Source |
Re: MaxOffsetNumber for Table AMs

From: Robert Haas <robertmhaas(at)gmail(dot)com>
To: Peter Geoghegan <pg(at)bowt(dot)ie>
Cc: Jeff Davis <pgsql(at)j-davis(dot)com>, Tom Lane <tgl(at)sss(dot)pgh(dot)pa(dot)us>, "pgsql-hackers(at)postgresql(dot)org" <pgsql-hackers(at)postgresql(dot)org>
Subject: Re: MaxOffsetNumber for Table AMs
Date: 2021-05-03 14:41:07
Message-ID: CA+TgmoZPiH3b3HtSiOvDn8S4tSknmyp8F6oWqbSzFJSv2zXGqA@mail.gmail.com
Views: Raw Message | Whole Thread | Download mbox | Resend email
Thread:
Lists: pgsql-hackers

On Fri, Apr 30, 2021 at 5:22 PM Peter Geoghegan <pg(at)bowt(dot)ie> wrote:
> I strongly suspect that index-organized tables (or indirect indexes,
> or anything else that assumes that TID-like identifiers map directly
> to logical rows as opposed to physical versions) are going to break
> too many assumptions to ever be tractable. Assuming I have that right,
> it would advance the discussion if we could all agree on that being a
> non-goal for the tableam interface in general.

I *emphatically* disagree with the idea of ruling such things out
categorically. This is just as naive as the TODO's statement that we
do not want "All backends running as threads in a single process".
Does anyone really believe that we don't want that any more? I
believed it 10 years ago, but not any more. It's costing us very
substantially not only in that in makes parallel query more
complicated and fragile, but more importantly in that we can't scale
up to connection counts that other databases can handle because we use
up too many operating system resources. Support threading in
PostgreSQL isn't a project that someone will pull off over a long
weekend and it's not something that has to be done tomorrow, but it's
pretty clearly the future.

Entries shown |
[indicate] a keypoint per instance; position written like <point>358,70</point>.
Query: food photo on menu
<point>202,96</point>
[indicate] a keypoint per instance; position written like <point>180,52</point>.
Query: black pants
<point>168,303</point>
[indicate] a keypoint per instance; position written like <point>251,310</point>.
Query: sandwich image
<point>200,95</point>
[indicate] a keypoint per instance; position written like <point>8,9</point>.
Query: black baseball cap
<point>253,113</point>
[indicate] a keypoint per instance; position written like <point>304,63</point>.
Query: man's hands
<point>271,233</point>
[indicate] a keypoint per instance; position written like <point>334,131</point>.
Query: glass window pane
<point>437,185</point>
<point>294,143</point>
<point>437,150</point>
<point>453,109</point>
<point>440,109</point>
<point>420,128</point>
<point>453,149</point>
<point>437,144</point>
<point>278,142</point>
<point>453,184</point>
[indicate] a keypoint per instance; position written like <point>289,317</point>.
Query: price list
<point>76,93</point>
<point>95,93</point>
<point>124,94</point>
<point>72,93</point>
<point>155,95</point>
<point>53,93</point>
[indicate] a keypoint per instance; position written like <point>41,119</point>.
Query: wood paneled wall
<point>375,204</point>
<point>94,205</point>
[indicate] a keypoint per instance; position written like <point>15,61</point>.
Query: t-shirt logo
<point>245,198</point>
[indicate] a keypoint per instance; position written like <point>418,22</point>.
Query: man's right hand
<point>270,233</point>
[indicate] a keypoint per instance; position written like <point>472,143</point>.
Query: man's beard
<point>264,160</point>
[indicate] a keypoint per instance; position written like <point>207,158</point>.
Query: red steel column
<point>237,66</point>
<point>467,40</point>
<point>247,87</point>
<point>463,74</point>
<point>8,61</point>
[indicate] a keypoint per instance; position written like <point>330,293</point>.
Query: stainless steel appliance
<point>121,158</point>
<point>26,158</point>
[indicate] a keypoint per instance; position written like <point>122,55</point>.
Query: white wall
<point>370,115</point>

Problems and tasks |
**A)** Reproduce the passage of the message starting with "I *emphatically* disagree" and going on through "clearly the future.".
**B)** List every person named in the From, To, and Cc lines of the message.

Worked answers |
**A)**
I *emphatically* disagree with the idea of ruling such things out
categorically. This is just as naive as the TODO's statement that we
do not want "All backends running as threads in a single process".
Does anyone really believe that we don't want that any more? I
believed it 10 years ago, but not any more. It's costing us very
substantially not only in that in makes parallel query more
complicated and fragile, but more importantly in that we can't scale
up to connection counts that other databases can handle because we use
up too many operating system resources. Support threading in
PostgreSQL isn't a project that someone will pull off over a long
weekend and it's not something that has to be done tomorrow, but it's
pretty clearly the future.

**B)** Robert Haas, Peter Geoghegan, Jeff Davis, Tom Lane